= Выбранный отрывок =

•••••

В Петрополь едет он теперь
С запасом фраков и жилетов,
Шляп, вееров, плащей, корсетов,
Булавок, запонок, лорнетов,
Цветных платков, чулков à jour[62],
С ужасной книжкою Гизота,
С тетрадью злых карикатур,
С романом новым Вальтер Скотта,
С bons-mots[63]
парижского двора,
С последней песней Беранжера,
С мотивами Россини, Пера,
Et cete´ra, et cete´ra…[64]

 
   Полная противоположность! На один-единственный глагол «едет» приходится двадцать шесть существительных! Можно привести и другой, столь же разительный пример:

 
Возок несется чрез ухабы,
Мелькают мимо будки, бабы,
Мальчишки, лавки, фонари,
Дворцы, сады, монастыри,
Бухарцы, сани, огороды,
Купцы, лачужки, мужики,
Бульвары, башни, казаки,
Аптеки, магазины моды,
Балконы, львы на воротах
И стая галок на крестах.

 
   Два глагола, и при них двадцать восемь существительных! При этом – попробуйте сказать, что это стремительное описание движения, пробега саней по улицам Москвы – нединамично, что глаголы придали бы ему бо´льшую энергию… Нет, видимо, вывод о пушкинском предпочтении одной из частей речи был несколько опрометчивым… А ведь любопытно было бы добраться до истины! Ведь и на самом деле от выбора слов зависит многое, если не все, в стиле писателя…
   Сделать это по-научному точно стало возможно только теперь, когда закончен «Словарь Пушкина». Вот когда рядом с ним мы получим «Словарь Лермонтова», словари Толстого, Гоголя, Гончарова и многих других мастеров слова, только тогда мы получим право решать вопросы их стиля со всей научной полнотой. Да и не одного только стиля…
   К большому сожалению и языковедов и литературоведов, доныне у нас почти не занимались такой работой. Известен один-единственный образчик словаря писателя Фонвизина, составленный в начале этого века ученым К. Петровым, да в наши дни проведена огромная работа по составлению словаря языка Пушкина. Словарь представляет собою четыре солидных тома, по 800 страниц мелкого, убористого шрифта каждый. Они содержат, за ничтожным исключением, все когда-либо написанные Пушкиным на бумаге слова, – колоссальный труд. Но это, собственно, и все[65].
   Несколькими строчками выше я сказал: не только вопросы стиля может разрешить словарь писателя. А какие же другие?

•••••

= Исходные данные =
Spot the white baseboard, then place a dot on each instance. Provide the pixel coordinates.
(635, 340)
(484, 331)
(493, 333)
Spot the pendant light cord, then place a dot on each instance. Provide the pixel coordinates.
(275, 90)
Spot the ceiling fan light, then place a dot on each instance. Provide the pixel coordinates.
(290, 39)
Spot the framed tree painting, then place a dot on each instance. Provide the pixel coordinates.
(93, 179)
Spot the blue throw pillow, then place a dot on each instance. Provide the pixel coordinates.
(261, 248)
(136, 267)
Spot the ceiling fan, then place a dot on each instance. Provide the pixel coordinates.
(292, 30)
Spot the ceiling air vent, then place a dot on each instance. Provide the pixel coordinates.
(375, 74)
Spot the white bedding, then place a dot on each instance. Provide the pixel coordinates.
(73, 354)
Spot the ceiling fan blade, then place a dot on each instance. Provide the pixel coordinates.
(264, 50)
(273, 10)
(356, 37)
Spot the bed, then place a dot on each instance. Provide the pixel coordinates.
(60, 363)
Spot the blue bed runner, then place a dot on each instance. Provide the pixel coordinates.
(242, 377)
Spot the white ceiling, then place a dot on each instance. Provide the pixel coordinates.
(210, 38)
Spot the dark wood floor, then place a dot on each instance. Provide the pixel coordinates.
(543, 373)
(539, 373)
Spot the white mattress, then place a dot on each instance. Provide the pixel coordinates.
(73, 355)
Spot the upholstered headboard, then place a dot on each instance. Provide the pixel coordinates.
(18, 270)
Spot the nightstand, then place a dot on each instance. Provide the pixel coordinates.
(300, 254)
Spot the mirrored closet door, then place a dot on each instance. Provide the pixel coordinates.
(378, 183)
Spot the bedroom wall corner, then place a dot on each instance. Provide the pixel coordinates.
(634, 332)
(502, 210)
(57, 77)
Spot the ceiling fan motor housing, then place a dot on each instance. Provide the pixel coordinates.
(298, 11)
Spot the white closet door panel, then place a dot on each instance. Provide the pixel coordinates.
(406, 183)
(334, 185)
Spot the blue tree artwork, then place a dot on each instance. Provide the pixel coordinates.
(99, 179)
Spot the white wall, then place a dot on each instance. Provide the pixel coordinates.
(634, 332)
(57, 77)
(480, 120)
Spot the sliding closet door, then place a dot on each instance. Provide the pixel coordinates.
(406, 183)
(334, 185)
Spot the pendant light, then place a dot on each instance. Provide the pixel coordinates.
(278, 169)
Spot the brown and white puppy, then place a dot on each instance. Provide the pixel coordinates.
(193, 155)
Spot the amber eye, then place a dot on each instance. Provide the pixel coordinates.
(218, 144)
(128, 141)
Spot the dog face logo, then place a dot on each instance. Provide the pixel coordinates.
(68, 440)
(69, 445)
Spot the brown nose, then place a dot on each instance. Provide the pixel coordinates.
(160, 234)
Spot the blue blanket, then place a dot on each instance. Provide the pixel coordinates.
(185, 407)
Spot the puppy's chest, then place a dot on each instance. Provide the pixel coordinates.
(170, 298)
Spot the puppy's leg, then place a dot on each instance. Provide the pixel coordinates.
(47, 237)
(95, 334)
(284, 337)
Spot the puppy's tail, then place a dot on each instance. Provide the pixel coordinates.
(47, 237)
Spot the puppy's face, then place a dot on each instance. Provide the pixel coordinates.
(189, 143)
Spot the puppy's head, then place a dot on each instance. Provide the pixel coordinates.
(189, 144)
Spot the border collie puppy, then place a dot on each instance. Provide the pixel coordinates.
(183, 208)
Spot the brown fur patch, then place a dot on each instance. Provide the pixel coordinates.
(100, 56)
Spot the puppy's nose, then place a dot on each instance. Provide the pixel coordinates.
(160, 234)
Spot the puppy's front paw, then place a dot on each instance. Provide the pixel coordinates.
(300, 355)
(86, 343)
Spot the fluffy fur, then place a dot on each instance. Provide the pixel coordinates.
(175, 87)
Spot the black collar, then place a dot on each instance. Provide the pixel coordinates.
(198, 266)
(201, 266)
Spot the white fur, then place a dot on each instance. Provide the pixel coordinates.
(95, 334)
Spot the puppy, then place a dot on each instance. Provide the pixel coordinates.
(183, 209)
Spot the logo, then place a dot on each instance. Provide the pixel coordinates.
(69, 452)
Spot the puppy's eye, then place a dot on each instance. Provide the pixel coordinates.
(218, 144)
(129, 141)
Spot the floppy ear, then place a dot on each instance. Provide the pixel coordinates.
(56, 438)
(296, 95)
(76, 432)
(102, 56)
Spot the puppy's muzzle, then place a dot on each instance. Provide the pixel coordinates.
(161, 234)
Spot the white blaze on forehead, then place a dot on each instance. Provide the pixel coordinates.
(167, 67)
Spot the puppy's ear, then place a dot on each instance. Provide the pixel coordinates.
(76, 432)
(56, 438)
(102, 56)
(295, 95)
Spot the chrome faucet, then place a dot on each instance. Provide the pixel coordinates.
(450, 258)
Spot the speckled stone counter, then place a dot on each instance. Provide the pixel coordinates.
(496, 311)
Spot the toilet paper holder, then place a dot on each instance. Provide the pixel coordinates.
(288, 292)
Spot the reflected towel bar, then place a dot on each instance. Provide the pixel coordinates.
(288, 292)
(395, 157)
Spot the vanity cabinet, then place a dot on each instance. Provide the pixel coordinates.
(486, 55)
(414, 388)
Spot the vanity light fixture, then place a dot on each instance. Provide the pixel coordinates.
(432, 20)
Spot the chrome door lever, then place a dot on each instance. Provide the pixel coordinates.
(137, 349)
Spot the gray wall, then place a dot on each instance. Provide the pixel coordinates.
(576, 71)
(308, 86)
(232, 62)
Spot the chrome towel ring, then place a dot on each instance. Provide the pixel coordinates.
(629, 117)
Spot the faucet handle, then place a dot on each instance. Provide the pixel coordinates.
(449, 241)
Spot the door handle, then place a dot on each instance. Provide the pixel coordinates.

•••••

= Что нужно сделать =
Объясните по отрывку, почему только теперь стало возможно по-научному точно выяснить, какой части речи отдавал предпочтение Пушкин.

= Ответ на задание =
Это стало возможно потому, что закончен «Словарь Пушкина». Он занимает четыре тома и содержит, за ничтожным исключением, все слова, когда-либо написанные Пушкиным на бумаге.